** Begin **

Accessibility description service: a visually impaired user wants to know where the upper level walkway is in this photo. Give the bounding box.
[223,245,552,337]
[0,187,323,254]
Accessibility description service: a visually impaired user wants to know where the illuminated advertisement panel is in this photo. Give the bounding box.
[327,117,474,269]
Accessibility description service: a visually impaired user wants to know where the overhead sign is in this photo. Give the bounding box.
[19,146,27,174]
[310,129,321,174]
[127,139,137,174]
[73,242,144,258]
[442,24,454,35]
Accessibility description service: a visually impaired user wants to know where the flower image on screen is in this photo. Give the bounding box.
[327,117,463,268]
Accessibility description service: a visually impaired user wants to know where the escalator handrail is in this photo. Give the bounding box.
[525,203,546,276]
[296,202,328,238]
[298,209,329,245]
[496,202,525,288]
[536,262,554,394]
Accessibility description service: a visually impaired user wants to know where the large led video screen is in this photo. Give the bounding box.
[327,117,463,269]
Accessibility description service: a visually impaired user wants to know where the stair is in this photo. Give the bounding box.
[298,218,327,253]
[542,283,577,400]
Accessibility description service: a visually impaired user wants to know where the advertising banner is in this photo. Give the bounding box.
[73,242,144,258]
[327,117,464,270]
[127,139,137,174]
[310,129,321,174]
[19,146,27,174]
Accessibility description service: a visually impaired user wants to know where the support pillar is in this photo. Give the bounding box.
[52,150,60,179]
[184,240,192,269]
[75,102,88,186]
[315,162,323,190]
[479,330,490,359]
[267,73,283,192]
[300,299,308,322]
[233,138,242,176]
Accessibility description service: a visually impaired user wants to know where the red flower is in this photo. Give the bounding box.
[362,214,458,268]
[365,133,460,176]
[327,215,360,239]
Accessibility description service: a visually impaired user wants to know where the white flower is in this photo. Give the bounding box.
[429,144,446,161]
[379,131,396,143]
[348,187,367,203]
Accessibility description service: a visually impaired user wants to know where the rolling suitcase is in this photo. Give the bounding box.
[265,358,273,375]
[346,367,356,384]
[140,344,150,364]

** End **

> Exercise directions
Can you rewrite the entries starting at the line that has "where the white" and stopping after the line that has "[348,187,367,203]", changing "white flower" to "pale blossom" and leaving everything else untouched?

> Exercise response
Accessibility description service: a visually impaired user wants to know where the pale blossom is in this photo. Give the bounding box.
[429,144,446,161]
[379,131,396,143]
[348,187,367,203]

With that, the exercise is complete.